■ Extracted material ■
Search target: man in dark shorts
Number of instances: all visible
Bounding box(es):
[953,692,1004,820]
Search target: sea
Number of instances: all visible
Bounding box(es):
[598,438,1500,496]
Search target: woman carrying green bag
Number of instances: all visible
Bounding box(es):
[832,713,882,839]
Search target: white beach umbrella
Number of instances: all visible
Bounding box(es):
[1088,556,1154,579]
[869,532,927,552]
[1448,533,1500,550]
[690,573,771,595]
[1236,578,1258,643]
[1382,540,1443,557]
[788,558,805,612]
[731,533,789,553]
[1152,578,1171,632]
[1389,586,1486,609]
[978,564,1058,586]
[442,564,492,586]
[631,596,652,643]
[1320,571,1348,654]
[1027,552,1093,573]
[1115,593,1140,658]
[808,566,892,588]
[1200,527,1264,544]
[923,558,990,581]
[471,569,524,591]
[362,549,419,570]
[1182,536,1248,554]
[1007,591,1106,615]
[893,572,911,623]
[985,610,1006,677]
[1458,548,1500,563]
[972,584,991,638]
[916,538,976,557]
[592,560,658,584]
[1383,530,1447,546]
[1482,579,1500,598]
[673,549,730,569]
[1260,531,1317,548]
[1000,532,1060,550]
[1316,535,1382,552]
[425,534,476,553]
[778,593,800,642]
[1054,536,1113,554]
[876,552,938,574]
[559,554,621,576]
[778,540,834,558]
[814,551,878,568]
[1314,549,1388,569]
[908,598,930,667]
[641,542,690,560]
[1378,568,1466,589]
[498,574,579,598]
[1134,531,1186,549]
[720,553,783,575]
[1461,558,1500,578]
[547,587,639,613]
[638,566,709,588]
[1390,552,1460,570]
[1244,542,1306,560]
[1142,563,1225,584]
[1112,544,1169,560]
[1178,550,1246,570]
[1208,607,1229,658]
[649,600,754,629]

* * *

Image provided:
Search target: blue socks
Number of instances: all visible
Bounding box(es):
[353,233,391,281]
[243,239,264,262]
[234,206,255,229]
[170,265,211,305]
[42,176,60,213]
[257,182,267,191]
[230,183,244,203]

■ Task requirements ■
When a line of the records has the word "Search", pick it out and copy it.

■ Exercise answer ■
Search target: man in dark shorts
Search target: sea
Search target: woman carrying green bag
Search target: white beach umbrella
Search target: blue socks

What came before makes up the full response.